### ФРАГМЕНТ СТРАНИЦЫ ###
СПб, ст. метро "Елизаровская", пр. Обуховской Обороны, д.105
8(812) 412-34-78
Часы работы: ежедневно, кроме понедельника, с 10:00 до 18:00
Главная » Архив «ПИТЕРBOOK» » Мнения » Спорная книга: Джулиан Барнс, «Одна история»

Спорная книга: Джулиан Барнс, «Одна история»

12:00 / 17.04.2018

Джулиан Барнс. Одна история. Спорная книгаДжулиан Барнс. Одна история
М: Азбука-Аттикус. Иностранка, 2018

Владислав Толстов в обзоре «Иностранная проза: один абсолютный шедевр и три просто хороших романа» («БайкалИНФОРМ») называет «Одну историю» «самой простой книгой Барнса» и пытается обосновать свой тезис отталкиваясь от сюжета: «Почему “Одна история” — самая простая из книг Барнса? Потому что там сюжет — та же набоковская “Лолита”, только наоборот: не стареющий мужчина соблазняет нимфетку, а зрелая дама 48 лет вступает в предосудительные отношения с 19-летним юношей. Даму зовут Сьюзан, юношу — Пол, или Кейси-Пол, как его называют. Время — конец 60-х, скучный британский курорт, Пол и Сьюзан посещают местный спортивный клуб, где играют в теннис. Вскоре спортивное соперничество перерастет в нечто большее. Потом их выгонят из клуба с формулировкой “за распутное поведение”, потом Полу набьет морду муж Сьюзан, который хоть и не спит с ней уже двадцать лет, не согласен мириться с тем, что у его жены роман с малолеткой. А потом они поженятся, и начнется вторая часть. <...>

Нежный, глубокий, страстный и невероятно печальный роман, который дочитываешь, сглатывая непрошеный комок в горле. Одна из лучших книг Барнса, как я уже сказал. Простая манера изложения — но это та простота, которая достигается многолетним мастерством. И еще — одна из лучших книг о любви, написанная когда-нибудь. Шедевр. Абсолютный шедевр».
###
ТРЕБОВАНИЯ >>
Пожалуйста, напишите продолжение отрывка о романе Джулиана Барнса «Одна история» с того места, на котором он заканчивается. Строки здесь никакой роли не играют.
### РАЗДЕЛ ДАННЫХ ###
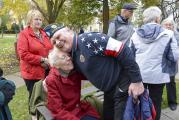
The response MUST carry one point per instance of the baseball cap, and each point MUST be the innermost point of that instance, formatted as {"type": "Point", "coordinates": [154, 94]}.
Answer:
{"type": "Point", "coordinates": [129, 6]}
{"type": "Point", "coordinates": [52, 28]}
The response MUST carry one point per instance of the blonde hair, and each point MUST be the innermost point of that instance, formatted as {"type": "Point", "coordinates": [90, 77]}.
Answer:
{"type": "Point", "coordinates": [31, 14]}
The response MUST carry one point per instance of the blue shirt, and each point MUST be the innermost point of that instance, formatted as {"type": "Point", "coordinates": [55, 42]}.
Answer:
{"type": "Point", "coordinates": [102, 60]}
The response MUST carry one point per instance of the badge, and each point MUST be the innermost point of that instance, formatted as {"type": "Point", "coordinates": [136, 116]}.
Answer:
{"type": "Point", "coordinates": [82, 58]}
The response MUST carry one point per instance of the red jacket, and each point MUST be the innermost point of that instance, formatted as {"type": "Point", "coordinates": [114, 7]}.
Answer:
{"type": "Point", "coordinates": [64, 97]}
{"type": "Point", "coordinates": [30, 50]}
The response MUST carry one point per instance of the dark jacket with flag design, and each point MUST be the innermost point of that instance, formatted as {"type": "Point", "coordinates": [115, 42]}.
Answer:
{"type": "Point", "coordinates": [102, 59]}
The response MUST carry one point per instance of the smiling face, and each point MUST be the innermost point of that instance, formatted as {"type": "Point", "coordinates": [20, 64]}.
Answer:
{"type": "Point", "coordinates": [34, 19]}
{"type": "Point", "coordinates": [36, 22]}
{"type": "Point", "coordinates": [63, 39]}
{"type": "Point", "coordinates": [65, 62]}
{"type": "Point", "coordinates": [60, 60]}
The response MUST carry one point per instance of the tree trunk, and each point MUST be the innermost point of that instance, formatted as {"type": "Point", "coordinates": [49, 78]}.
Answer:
{"type": "Point", "coordinates": [105, 16]}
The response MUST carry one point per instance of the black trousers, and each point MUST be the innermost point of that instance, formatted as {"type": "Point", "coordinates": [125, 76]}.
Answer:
{"type": "Point", "coordinates": [115, 99]}
{"type": "Point", "coordinates": [171, 91]}
{"type": "Point", "coordinates": [30, 84]}
{"type": "Point", "coordinates": [155, 93]}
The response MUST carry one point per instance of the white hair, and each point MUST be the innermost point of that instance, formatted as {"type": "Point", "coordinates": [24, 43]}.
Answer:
{"type": "Point", "coordinates": [151, 14]}
{"type": "Point", "coordinates": [53, 57]}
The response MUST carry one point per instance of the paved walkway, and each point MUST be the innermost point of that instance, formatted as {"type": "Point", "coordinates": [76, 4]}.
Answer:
{"type": "Point", "coordinates": [167, 114]}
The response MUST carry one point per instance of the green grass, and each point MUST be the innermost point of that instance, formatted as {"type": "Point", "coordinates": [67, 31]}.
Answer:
{"type": "Point", "coordinates": [19, 104]}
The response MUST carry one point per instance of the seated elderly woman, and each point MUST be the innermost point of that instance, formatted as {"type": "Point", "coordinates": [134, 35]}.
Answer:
{"type": "Point", "coordinates": [64, 86]}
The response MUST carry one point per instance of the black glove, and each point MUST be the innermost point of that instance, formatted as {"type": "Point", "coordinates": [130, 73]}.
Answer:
{"type": "Point", "coordinates": [8, 92]}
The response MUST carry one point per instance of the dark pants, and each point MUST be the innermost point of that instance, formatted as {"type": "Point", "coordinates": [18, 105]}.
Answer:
{"type": "Point", "coordinates": [108, 105]}
{"type": "Point", "coordinates": [115, 101]}
{"type": "Point", "coordinates": [30, 84]}
{"type": "Point", "coordinates": [155, 93]}
{"type": "Point", "coordinates": [171, 91]}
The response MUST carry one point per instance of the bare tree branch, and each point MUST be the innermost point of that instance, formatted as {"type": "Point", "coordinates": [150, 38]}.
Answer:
{"type": "Point", "coordinates": [43, 13]}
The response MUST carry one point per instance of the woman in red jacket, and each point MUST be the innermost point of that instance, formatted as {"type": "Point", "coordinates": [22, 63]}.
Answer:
{"type": "Point", "coordinates": [33, 47]}
{"type": "Point", "coordinates": [64, 88]}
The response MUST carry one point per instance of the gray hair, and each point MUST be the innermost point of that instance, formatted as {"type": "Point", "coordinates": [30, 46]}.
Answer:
{"type": "Point", "coordinates": [32, 13]}
{"type": "Point", "coordinates": [53, 57]}
{"type": "Point", "coordinates": [151, 14]}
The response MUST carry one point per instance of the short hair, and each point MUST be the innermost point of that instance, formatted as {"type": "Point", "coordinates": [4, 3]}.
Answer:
{"type": "Point", "coordinates": [151, 14]}
{"type": "Point", "coordinates": [31, 14]}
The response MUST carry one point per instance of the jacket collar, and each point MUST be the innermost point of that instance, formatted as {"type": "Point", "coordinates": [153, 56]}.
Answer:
{"type": "Point", "coordinates": [66, 80]}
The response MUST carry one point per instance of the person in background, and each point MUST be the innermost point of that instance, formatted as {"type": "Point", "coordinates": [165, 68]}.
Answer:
{"type": "Point", "coordinates": [171, 86]}
{"type": "Point", "coordinates": [64, 90]}
{"type": "Point", "coordinates": [120, 28]}
{"type": "Point", "coordinates": [153, 47]}
{"type": "Point", "coordinates": [33, 47]}
{"type": "Point", "coordinates": [92, 55]}
{"type": "Point", "coordinates": [81, 31]}
{"type": "Point", "coordinates": [7, 91]}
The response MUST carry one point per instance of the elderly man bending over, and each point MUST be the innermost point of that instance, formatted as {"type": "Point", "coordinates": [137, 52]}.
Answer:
{"type": "Point", "coordinates": [64, 86]}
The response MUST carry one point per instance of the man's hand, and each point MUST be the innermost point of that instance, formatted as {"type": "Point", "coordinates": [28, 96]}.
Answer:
{"type": "Point", "coordinates": [136, 89]}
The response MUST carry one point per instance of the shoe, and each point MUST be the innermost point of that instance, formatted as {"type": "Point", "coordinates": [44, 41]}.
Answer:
{"type": "Point", "coordinates": [173, 107]}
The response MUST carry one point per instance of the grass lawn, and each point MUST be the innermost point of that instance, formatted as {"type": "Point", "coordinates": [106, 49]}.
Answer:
{"type": "Point", "coordinates": [19, 105]}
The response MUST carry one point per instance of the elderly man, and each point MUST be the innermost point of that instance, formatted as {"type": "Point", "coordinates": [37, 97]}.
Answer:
{"type": "Point", "coordinates": [171, 86]}
{"type": "Point", "coordinates": [121, 28]}
{"type": "Point", "coordinates": [154, 47]}
{"type": "Point", "coordinates": [101, 59]}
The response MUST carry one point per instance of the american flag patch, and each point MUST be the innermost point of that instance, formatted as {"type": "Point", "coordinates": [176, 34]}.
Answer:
{"type": "Point", "coordinates": [113, 47]}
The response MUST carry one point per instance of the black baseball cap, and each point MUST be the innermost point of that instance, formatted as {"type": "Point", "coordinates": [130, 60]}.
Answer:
{"type": "Point", "coordinates": [129, 6]}
{"type": "Point", "coordinates": [52, 28]}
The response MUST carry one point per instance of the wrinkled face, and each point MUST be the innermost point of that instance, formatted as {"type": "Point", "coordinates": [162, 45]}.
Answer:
{"type": "Point", "coordinates": [63, 39]}
{"type": "Point", "coordinates": [64, 62]}
{"type": "Point", "coordinates": [168, 26]}
{"type": "Point", "coordinates": [36, 22]}
{"type": "Point", "coordinates": [128, 14]}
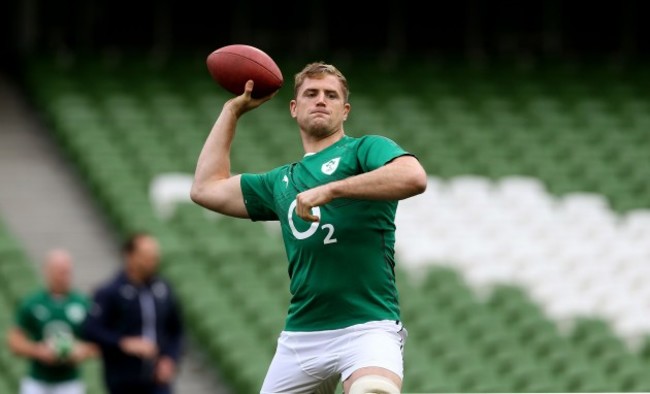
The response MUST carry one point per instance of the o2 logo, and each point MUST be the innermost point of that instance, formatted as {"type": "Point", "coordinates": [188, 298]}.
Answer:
{"type": "Point", "coordinates": [329, 238]}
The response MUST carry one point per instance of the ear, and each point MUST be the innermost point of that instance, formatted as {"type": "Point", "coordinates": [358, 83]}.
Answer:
{"type": "Point", "coordinates": [346, 111]}
{"type": "Point", "coordinates": [292, 108]}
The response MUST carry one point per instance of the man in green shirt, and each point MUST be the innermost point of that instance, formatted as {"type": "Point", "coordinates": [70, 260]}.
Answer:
{"type": "Point", "coordinates": [47, 329]}
{"type": "Point", "coordinates": [336, 208]}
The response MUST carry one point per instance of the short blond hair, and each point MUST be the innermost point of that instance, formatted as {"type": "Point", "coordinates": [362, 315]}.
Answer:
{"type": "Point", "coordinates": [320, 70]}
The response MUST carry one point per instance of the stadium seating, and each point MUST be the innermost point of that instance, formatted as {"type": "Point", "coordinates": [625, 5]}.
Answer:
{"type": "Point", "coordinates": [487, 309]}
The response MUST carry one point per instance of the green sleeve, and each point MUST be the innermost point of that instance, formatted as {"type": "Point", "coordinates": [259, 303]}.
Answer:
{"type": "Point", "coordinates": [258, 195]}
{"type": "Point", "coordinates": [375, 151]}
{"type": "Point", "coordinates": [22, 317]}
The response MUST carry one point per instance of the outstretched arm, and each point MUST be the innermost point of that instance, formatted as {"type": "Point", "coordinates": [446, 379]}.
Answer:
{"type": "Point", "coordinates": [214, 187]}
{"type": "Point", "coordinates": [401, 178]}
{"type": "Point", "coordinates": [21, 345]}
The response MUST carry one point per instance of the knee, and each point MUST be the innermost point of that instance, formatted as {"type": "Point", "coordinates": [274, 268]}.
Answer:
{"type": "Point", "coordinates": [374, 384]}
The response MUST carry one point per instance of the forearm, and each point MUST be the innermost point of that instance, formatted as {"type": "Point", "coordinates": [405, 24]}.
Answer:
{"type": "Point", "coordinates": [20, 345]}
{"type": "Point", "coordinates": [395, 181]}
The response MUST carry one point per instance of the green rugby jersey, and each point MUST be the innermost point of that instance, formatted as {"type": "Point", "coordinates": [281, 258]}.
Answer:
{"type": "Point", "coordinates": [43, 317]}
{"type": "Point", "coordinates": [341, 268]}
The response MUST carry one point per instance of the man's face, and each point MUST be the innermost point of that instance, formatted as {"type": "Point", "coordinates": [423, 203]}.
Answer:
{"type": "Point", "coordinates": [145, 257]}
{"type": "Point", "coordinates": [319, 107]}
{"type": "Point", "coordinates": [58, 271]}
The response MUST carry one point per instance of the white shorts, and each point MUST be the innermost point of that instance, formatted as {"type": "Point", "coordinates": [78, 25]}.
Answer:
{"type": "Point", "coordinates": [305, 360]}
{"type": "Point", "coordinates": [33, 386]}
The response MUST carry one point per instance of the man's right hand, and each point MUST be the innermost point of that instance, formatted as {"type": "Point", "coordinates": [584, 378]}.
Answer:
{"type": "Point", "coordinates": [139, 347]}
{"type": "Point", "coordinates": [44, 353]}
{"type": "Point", "coordinates": [243, 103]}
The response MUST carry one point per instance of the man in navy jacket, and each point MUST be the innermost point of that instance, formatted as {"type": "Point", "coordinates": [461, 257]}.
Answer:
{"type": "Point", "coordinates": [136, 321]}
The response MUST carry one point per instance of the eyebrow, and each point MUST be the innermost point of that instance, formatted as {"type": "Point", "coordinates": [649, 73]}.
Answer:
{"type": "Point", "coordinates": [309, 90]}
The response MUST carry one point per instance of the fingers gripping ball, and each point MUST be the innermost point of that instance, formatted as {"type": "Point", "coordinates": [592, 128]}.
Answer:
{"type": "Point", "coordinates": [231, 66]}
{"type": "Point", "coordinates": [374, 384]}
{"type": "Point", "coordinates": [63, 344]}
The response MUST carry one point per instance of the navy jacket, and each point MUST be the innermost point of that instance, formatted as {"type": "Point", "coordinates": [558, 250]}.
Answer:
{"type": "Point", "coordinates": [117, 312]}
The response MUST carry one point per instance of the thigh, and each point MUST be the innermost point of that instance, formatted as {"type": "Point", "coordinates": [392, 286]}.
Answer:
{"type": "Point", "coordinates": [375, 345]}
{"type": "Point", "coordinates": [298, 367]}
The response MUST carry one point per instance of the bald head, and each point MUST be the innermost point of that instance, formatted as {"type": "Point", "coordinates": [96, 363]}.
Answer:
{"type": "Point", "coordinates": [58, 271]}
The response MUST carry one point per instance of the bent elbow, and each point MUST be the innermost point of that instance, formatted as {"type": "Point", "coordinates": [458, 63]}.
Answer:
{"type": "Point", "coordinates": [419, 182]}
{"type": "Point", "coordinates": [197, 194]}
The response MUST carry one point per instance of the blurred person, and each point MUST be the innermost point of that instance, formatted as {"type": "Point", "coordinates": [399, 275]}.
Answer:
{"type": "Point", "coordinates": [47, 331]}
{"type": "Point", "coordinates": [336, 207]}
{"type": "Point", "coordinates": [136, 321]}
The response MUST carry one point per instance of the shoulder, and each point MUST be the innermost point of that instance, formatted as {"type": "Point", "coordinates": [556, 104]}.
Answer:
{"type": "Point", "coordinates": [374, 138]}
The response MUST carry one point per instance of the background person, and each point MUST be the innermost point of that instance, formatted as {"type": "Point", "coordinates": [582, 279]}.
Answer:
{"type": "Point", "coordinates": [47, 331]}
{"type": "Point", "coordinates": [136, 321]}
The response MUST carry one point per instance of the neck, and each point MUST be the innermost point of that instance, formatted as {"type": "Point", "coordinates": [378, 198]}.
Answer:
{"type": "Point", "coordinates": [312, 144]}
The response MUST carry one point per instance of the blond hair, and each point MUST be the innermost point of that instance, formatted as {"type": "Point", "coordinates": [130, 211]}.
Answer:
{"type": "Point", "coordinates": [320, 70]}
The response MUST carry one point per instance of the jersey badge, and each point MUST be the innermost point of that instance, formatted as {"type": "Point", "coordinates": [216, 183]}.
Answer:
{"type": "Point", "coordinates": [331, 166]}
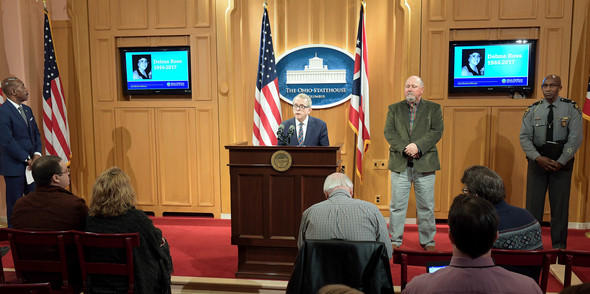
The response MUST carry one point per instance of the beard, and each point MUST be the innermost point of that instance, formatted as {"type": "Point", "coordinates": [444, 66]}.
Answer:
{"type": "Point", "coordinates": [410, 97]}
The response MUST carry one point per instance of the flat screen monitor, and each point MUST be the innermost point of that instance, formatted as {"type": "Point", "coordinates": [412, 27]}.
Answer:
{"type": "Point", "coordinates": [156, 70]}
{"type": "Point", "coordinates": [492, 66]}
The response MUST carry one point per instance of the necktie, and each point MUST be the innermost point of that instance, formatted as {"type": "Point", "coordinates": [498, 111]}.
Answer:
{"type": "Point", "coordinates": [549, 136]}
{"type": "Point", "coordinates": [22, 113]}
{"type": "Point", "coordinates": [300, 135]}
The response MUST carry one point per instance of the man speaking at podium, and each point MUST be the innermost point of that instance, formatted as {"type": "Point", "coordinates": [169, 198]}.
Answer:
{"type": "Point", "coordinates": [303, 129]}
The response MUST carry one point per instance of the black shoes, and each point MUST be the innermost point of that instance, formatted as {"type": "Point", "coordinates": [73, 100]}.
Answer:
{"type": "Point", "coordinates": [4, 251]}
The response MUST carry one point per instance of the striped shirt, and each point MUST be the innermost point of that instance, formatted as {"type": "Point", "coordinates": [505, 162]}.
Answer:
{"type": "Point", "coordinates": [341, 217]}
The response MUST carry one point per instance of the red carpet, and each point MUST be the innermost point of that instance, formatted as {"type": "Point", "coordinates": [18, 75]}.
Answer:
{"type": "Point", "coordinates": [201, 247]}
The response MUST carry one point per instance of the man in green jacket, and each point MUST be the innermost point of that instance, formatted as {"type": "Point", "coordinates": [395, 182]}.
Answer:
{"type": "Point", "coordinates": [413, 127]}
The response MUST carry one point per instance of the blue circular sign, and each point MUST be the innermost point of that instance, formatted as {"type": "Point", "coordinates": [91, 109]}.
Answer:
{"type": "Point", "coordinates": [323, 72]}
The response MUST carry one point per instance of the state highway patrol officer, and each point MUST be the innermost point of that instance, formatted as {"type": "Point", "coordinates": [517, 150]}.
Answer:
{"type": "Point", "coordinates": [550, 135]}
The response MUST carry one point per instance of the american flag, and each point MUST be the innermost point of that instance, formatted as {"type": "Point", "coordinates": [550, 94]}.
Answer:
{"type": "Point", "coordinates": [267, 108]}
{"type": "Point", "coordinates": [586, 110]}
{"type": "Point", "coordinates": [55, 116]}
{"type": "Point", "coordinates": [358, 116]}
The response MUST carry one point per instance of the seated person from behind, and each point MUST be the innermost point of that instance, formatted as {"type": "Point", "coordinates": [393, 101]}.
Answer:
{"type": "Point", "coordinates": [518, 229]}
{"type": "Point", "coordinates": [342, 217]}
{"type": "Point", "coordinates": [112, 210]}
{"type": "Point", "coordinates": [473, 228]}
{"type": "Point", "coordinates": [51, 208]}
{"type": "Point", "coordinates": [309, 131]}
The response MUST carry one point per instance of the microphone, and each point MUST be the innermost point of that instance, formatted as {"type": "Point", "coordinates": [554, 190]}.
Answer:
{"type": "Point", "coordinates": [290, 133]}
{"type": "Point", "coordinates": [280, 135]}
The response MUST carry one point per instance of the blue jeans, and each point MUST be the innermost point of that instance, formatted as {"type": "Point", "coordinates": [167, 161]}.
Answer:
{"type": "Point", "coordinates": [401, 183]}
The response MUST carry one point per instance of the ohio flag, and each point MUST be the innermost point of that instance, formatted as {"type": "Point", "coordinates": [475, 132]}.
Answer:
{"type": "Point", "coordinates": [358, 115]}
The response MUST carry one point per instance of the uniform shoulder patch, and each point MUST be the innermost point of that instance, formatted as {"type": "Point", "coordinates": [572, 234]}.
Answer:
{"type": "Point", "coordinates": [573, 103]}
{"type": "Point", "coordinates": [526, 112]}
{"type": "Point", "coordinates": [531, 106]}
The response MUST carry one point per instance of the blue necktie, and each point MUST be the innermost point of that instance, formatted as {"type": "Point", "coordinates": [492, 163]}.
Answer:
{"type": "Point", "coordinates": [22, 113]}
{"type": "Point", "coordinates": [549, 136]}
{"type": "Point", "coordinates": [300, 135]}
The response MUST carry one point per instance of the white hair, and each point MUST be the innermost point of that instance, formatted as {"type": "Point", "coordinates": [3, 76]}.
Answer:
{"type": "Point", "coordinates": [336, 180]}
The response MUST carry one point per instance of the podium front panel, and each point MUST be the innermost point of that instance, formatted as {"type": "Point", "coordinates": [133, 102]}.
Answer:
{"type": "Point", "coordinates": [267, 204]}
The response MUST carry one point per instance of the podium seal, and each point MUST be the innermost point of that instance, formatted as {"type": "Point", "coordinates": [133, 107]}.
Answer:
{"type": "Point", "coordinates": [281, 160]}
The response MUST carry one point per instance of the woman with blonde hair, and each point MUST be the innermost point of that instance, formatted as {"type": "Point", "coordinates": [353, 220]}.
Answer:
{"type": "Point", "coordinates": [112, 210]}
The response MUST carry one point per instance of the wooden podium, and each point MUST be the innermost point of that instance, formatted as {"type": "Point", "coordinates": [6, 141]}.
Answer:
{"type": "Point", "coordinates": [266, 203]}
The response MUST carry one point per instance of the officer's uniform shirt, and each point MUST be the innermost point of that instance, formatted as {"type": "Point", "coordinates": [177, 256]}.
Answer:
{"type": "Point", "coordinates": [567, 126]}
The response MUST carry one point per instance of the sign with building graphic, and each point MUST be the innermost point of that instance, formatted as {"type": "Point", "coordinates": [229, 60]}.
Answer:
{"type": "Point", "coordinates": [321, 71]}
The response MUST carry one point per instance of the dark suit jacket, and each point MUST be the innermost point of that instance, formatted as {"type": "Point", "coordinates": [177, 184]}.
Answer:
{"type": "Point", "coordinates": [428, 128]}
{"type": "Point", "coordinates": [17, 141]}
{"type": "Point", "coordinates": [316, 134]}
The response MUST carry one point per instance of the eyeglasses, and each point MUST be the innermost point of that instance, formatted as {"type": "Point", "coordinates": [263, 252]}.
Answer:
{"type": "Point", "coordinates": [65, 172]}
{"type": "Point", "coordinates": [299, 106]}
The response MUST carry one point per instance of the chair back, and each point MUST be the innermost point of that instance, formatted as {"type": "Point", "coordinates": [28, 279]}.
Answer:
{"type": "Point", "coordinates": [38, 256]}
{"type": "Point", "coordinates": [406, 257]}
{"type": "Point", "coordinates": [521, 258]}
{"type": "Point", "coordinates": [33, 288]}
{"type": "Point", "coordinates": [91, 241]}
{"type": "Point", "coordinates": [573, 258]}
{"type": "Point", "coordinates": [3, 237]}
{"type": "Point", "coordinates": [363, 265]}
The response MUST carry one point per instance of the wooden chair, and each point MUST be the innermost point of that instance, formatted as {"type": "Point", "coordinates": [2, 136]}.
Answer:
{"type": "Point", "coordinates": [541, 258]}
{"type": "Point", "coordinates": [406, 257]}
{"type": "Point", "coordinates": [573, 258]}
{"type": "Point", "coordinates": [41, 253]}
{"type": "Point", "coordinates": [35, 288]}
{"type": "Point", "coordinates": [363, 265]}
{"type": "Point", "coordinates": [92, 241]}
{"type": "Point", "coordinates": [3, 237]}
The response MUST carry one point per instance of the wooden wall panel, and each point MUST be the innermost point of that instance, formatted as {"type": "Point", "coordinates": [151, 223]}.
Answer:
{"type": "Point", "coordinates": [436, 10]}
{"type": "Point", "coordinates": [176, 154]}
{"type": "Point", "coordinates": [135, 147]}
{"type": "Point", "coordinates": [518, 9]}
{"type": "Point", "coordinates": [466, 141]}
{"type": "Point", "coordinates": [103, 52]}
{"type": "Point", "coordinates": [206, 159]}
{"type": "Point", "coordinates": [471, 34]}
{"type": "Point", "coordinates": [170, 14]}
{"type": "Point", "coordinates": [202, 78]}
{"type": "Point", "coordinates": [106, 154]}
{"type": "Point", "coordinates": [555, 9]}
{"type": "Point", "coordinates": [332, 17]}
{"type": "Point", "coordinates": [472, 10]}
{"type": "Point", "coordinates": [131, 14]}
{"type": "Point", "coordinates": [101, 16]}
{"type": "Point", "coordinates": [437, 46]}
{"type": "Point", "coordinates": [518, 33]}
{"type": "Point", "coordinates": [202, 13]}
{"type": "Point", "coordinates": [506, 156]}
{"type": "Point", "coordinates": [553, 38]}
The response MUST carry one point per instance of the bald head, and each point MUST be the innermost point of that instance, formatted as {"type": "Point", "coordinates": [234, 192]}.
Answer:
{"type": "Point", "coordinates": [9, 83]}
{"type": "Point", "coordinates": [337, 181]}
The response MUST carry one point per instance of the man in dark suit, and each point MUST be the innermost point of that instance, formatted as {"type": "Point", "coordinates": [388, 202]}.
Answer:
{"type": "Point", "coordinates": [413, 127]}
{"type": "Point", "coordinates": [20, 141]}
{"type": "Point", "coordinates": [309, 131]}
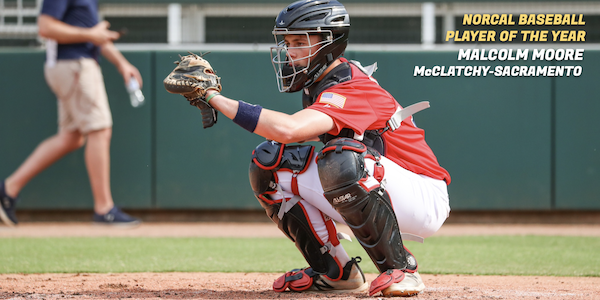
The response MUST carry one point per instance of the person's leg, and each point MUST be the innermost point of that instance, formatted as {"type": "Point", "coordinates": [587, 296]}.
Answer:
{"type": "Point", "coordinates": [312, 230]}
{"type": "Point", "coordinates": [97, 161]}
{"type": "Point", "coordinates": [46, 153]}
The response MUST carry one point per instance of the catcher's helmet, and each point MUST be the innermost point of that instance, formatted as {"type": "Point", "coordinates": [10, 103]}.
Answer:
{"type": "Point", "coordinates": [327, 18]}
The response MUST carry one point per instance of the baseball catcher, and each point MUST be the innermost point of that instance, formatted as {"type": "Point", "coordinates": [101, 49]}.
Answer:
{"type": "Point", "coordinates": [375, 172]}
{"type": "Point", "coordinates": [192, 78]}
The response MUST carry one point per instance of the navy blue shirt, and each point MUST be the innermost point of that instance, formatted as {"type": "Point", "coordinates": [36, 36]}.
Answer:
{"type": "Point", "coordinates": [80, 13]}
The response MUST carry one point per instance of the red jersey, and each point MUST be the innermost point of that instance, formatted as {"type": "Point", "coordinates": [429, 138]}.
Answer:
{"type": "Point", "coordinates": [361, 104]}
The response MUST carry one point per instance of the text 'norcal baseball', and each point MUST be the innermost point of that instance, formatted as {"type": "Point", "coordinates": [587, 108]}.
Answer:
{"type": "Point", "coordinates": [498, 71]}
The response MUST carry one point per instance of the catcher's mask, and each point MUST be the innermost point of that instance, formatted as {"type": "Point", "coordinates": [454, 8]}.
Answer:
{"type": "Point", "coordinates": [329, 20]}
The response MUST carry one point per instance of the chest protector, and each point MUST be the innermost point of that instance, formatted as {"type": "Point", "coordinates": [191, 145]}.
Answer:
{"type": "Point", "coordinates": [343, 73]}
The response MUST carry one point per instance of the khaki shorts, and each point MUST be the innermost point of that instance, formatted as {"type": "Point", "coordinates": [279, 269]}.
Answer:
{"type": "Point", "coordinates": [82, 102]}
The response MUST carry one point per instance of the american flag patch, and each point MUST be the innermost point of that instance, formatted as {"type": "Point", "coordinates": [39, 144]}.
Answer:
{"type": "Point", "coordinates": [334, 99]}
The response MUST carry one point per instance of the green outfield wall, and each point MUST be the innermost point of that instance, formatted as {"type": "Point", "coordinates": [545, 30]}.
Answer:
{"type": "Point", "coordinates": [509, 143]}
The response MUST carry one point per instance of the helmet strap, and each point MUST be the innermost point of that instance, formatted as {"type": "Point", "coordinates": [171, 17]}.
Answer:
{"type": "Point", "coordinates": [329, 57]}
###
ОТВЕТ >>
Серегей Кумыш в обзоре «Неодушевленная любовь и паранормальные явления: лучшие книжные новинки апреля» («Posta magazine») обращает внимание на низкую эмоциональность этого «романа о любви»: «Все это немного напоминает учебник по анатомии души состарившегося человека, привыкшего обходить стороной разговоры о собственной биографии: есть ощущение, что Пол, вроде бы предельно честно говоря о себе, о своей возлюбленной, о жизни, что оказалась длинной, не подпускает нас к чему-то действительно важному, к той самой — одной — истории. То ли потому, что и сейчас, по прошествии многих лет, пытается, но так и не может найти подходящие слова, то ли просто из-за вечно бодрствующего и сующего нос, куда не следует, внутреннего цензора. В романе много ума и рефлексии, но присутствие того самого чувства, о котором всю дорогу вроде бы идет речь, угадывается крайне редко. Впрочем, возможно, так все и было задумано. В конце концов, никому ведь не приходит в голову искать атмосферу места на географической карте: если рассматривать ее как своего рода источник определенной информации, например, об отдельно взятой стране, то и “Одна история” — вне всяких сомнений, источник определенной информации об отдельно взятой любви».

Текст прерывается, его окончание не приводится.